## Job
Please tally the lines in the rows below that contain the string "white", and reply with that number alone.

::: Input rows

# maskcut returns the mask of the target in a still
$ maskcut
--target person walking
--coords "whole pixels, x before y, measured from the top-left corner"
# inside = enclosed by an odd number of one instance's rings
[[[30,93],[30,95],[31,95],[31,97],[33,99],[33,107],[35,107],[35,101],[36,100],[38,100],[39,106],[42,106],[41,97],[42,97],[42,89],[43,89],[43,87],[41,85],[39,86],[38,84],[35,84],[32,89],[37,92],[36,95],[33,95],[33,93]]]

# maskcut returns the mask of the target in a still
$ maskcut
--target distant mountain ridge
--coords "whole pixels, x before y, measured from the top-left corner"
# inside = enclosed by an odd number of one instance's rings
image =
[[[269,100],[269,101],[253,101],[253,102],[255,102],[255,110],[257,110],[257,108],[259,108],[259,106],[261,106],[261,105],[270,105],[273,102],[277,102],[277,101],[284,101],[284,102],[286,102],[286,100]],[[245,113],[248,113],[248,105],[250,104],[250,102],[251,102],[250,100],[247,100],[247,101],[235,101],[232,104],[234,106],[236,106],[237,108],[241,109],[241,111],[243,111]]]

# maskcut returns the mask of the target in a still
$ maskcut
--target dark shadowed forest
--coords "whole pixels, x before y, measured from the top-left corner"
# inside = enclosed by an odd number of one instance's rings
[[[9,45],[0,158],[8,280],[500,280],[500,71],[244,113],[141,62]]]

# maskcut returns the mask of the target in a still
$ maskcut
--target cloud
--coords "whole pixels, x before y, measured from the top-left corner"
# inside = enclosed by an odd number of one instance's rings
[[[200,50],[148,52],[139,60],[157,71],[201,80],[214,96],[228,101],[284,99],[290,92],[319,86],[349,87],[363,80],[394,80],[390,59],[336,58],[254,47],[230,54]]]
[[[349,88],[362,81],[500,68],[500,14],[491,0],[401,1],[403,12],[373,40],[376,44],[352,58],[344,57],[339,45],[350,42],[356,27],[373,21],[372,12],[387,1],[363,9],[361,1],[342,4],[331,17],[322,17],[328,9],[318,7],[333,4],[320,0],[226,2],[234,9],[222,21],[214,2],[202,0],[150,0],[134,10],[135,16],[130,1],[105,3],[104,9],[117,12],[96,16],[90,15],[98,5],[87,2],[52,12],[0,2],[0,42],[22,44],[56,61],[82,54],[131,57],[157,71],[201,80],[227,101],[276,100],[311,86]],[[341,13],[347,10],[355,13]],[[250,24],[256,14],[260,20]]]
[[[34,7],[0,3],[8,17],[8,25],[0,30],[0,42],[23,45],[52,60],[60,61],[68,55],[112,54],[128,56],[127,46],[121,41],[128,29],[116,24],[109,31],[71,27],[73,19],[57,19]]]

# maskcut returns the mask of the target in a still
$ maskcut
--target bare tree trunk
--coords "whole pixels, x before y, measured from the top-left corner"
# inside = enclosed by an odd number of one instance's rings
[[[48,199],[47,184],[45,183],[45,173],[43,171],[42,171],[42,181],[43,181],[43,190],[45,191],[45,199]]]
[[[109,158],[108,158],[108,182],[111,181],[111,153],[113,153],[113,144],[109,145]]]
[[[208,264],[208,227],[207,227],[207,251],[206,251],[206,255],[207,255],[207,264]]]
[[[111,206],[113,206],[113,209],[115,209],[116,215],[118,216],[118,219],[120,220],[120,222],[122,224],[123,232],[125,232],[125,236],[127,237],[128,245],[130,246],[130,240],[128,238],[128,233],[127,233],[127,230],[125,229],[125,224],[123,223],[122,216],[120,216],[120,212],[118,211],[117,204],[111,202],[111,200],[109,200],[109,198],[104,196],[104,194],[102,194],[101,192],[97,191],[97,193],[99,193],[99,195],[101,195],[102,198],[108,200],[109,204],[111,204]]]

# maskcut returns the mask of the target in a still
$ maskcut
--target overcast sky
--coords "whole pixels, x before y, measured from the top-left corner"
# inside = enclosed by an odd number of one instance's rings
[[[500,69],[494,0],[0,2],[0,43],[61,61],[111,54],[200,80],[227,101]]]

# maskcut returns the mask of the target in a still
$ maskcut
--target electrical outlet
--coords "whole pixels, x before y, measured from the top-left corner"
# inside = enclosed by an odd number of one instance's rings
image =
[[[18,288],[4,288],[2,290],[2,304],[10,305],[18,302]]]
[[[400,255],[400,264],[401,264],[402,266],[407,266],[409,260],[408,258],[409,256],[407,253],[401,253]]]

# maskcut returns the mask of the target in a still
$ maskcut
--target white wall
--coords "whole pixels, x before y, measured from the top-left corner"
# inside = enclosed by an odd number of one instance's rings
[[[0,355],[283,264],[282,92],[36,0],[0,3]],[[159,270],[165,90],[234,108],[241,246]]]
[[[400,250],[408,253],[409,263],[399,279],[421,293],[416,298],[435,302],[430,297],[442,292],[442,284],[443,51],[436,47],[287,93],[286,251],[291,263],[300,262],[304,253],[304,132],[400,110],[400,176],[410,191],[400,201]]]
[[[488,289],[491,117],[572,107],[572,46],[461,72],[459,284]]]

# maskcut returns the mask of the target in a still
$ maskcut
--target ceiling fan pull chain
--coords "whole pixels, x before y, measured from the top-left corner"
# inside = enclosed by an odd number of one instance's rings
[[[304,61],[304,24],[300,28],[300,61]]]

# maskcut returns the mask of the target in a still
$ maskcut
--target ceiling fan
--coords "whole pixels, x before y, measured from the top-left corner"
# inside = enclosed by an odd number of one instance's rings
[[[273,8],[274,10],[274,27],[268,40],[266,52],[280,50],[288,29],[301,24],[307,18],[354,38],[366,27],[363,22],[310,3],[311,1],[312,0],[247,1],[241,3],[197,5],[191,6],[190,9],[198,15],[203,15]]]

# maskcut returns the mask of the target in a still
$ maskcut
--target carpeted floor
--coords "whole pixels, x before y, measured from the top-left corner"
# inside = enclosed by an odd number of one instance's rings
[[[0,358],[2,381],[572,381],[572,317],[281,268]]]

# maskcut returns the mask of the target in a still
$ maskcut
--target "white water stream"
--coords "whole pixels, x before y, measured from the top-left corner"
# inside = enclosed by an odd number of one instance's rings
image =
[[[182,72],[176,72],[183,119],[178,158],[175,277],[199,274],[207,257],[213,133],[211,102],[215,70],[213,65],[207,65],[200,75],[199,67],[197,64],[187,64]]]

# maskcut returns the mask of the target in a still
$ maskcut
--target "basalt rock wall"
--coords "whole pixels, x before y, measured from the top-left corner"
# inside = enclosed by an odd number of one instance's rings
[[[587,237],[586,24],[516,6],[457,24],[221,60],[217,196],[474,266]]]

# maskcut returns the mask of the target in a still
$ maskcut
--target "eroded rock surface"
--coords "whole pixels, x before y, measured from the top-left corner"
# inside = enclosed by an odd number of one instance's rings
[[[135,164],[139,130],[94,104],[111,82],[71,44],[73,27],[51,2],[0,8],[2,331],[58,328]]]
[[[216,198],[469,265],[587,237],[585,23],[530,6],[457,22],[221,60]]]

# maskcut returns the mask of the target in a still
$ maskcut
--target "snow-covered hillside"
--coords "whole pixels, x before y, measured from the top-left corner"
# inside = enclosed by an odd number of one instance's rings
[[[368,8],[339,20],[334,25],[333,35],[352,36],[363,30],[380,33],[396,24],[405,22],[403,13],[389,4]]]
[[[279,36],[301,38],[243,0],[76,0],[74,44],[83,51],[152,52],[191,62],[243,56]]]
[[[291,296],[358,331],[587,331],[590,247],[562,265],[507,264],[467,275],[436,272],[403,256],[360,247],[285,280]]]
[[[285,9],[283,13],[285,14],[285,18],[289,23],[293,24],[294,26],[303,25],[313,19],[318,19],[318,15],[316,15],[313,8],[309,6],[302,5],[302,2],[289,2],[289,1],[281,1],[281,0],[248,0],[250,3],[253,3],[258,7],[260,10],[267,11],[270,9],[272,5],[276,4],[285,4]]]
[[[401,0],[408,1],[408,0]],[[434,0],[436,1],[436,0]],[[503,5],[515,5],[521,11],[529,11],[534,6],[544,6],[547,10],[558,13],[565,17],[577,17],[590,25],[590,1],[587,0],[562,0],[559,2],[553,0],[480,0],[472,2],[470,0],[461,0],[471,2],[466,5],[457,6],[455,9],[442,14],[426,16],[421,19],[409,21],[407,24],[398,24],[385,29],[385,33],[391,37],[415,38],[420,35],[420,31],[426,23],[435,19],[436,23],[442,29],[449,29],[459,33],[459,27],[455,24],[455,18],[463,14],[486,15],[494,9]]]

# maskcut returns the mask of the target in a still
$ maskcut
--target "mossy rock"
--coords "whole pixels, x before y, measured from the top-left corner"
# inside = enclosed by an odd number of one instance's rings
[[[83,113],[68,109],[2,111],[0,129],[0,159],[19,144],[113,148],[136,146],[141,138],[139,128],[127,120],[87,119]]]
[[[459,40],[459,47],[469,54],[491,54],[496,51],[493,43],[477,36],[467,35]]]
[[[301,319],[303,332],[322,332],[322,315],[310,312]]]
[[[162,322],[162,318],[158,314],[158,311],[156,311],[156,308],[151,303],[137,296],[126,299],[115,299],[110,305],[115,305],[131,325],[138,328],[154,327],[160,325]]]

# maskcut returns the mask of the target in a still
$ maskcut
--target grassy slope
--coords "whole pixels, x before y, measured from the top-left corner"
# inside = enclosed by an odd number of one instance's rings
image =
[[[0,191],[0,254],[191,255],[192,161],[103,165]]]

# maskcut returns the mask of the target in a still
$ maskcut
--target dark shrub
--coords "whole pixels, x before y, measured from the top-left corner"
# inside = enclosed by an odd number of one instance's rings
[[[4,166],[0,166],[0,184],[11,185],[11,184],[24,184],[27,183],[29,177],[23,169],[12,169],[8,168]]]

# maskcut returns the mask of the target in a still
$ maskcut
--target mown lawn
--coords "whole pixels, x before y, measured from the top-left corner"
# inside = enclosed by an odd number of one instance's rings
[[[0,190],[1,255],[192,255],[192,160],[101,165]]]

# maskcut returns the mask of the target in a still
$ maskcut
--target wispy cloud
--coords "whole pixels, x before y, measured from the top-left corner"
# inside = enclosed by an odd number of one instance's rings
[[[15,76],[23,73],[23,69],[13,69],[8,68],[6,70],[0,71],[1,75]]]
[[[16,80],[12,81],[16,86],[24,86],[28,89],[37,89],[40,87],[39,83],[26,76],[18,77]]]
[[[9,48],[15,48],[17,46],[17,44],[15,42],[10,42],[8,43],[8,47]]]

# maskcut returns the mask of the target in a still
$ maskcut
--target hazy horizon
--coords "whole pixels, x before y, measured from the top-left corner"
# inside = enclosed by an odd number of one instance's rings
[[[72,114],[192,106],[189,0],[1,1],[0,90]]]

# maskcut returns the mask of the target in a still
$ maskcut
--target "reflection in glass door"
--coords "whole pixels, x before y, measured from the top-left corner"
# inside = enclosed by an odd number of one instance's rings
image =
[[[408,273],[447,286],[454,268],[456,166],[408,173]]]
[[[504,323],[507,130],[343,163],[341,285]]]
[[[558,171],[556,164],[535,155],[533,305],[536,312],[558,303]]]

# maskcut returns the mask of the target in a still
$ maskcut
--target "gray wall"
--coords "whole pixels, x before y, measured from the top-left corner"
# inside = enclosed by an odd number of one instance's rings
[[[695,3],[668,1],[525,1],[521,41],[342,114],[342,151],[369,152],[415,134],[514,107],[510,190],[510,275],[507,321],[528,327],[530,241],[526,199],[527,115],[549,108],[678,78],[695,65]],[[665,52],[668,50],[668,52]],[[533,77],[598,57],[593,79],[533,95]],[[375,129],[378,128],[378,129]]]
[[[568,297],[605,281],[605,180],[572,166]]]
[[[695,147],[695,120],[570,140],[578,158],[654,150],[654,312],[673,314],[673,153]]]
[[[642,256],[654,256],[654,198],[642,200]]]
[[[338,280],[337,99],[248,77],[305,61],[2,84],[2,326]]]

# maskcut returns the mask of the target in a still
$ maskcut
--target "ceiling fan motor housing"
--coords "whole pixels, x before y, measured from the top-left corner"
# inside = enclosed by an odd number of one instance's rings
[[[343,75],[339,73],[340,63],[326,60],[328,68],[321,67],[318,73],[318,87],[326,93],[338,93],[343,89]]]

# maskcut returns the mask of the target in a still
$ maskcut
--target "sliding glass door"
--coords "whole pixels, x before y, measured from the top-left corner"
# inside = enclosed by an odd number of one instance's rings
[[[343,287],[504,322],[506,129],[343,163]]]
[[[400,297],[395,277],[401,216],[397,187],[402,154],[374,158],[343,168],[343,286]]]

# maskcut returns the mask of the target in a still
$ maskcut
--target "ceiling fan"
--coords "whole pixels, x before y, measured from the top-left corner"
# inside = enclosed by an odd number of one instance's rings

::::::

## Result for this task
2